* What the task asks
Reproduce, unchanged and in order, the lines starting with the one that contains "the airplane fuselage?" and ending with the one that contains "Please mark the region of the airplane fuselage.", both included.

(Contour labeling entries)
________________
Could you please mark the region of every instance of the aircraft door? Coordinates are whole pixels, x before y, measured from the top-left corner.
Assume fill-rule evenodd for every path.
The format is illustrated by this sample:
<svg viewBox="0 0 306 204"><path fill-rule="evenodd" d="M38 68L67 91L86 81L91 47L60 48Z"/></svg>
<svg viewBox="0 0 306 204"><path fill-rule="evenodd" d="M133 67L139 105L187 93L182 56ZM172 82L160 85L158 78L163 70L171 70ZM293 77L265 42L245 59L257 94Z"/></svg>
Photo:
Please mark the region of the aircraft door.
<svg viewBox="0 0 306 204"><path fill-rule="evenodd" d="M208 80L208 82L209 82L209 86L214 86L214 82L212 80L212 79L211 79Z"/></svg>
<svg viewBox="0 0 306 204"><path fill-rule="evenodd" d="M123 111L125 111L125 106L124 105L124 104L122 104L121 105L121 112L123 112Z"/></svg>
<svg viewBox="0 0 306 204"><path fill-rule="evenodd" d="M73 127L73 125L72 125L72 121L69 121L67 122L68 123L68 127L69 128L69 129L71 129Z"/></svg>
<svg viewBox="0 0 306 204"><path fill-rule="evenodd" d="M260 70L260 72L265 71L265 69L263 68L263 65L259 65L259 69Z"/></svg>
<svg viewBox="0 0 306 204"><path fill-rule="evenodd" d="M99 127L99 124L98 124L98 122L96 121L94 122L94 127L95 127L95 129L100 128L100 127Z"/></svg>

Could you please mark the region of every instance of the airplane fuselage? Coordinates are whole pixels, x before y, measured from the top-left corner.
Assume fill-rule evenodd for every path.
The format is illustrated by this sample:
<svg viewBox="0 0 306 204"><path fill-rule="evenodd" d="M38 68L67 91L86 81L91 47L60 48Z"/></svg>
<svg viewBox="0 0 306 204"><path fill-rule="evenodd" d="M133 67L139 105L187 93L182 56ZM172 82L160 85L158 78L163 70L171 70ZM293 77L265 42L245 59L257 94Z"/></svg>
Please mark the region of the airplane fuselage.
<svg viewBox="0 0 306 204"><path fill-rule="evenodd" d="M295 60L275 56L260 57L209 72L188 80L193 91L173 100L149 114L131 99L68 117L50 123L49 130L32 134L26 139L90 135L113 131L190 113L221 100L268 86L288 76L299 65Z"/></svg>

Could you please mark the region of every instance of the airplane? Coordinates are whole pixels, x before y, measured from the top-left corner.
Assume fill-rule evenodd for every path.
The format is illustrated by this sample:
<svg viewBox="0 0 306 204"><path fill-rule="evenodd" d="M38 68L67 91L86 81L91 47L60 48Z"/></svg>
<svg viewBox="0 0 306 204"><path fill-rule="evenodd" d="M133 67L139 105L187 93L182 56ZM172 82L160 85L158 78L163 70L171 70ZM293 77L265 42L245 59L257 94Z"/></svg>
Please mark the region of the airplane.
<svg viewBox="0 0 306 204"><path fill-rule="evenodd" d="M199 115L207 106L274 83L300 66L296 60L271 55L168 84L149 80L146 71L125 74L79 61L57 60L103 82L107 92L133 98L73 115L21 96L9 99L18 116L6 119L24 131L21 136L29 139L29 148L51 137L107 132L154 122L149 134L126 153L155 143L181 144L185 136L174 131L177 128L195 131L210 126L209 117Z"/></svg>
________________
* The response
Could you please mark the region of every instance of the airplane fuselage? Coordinates are whole pixels, x before y, measured from the top-left corner.
Assume fill-rule evenodd for every path.
The format is illustrated by this sample:
<svg viewBox="0 0 306 204"><path fill-rule="evenodd" d="M38 68L67 91L86 81L91 47L60 48Z"/></svg>
<svg viewBox="0 0 306 204"><path fill-rule="evenodd" d="M133 67L139 105L187 93L182 56ZM172 82L160 85L158 78L163 70L171 70ZM293 77L265 42L245 59L257 94Z"/></svg>
Please mark the region of the airplane fuselage.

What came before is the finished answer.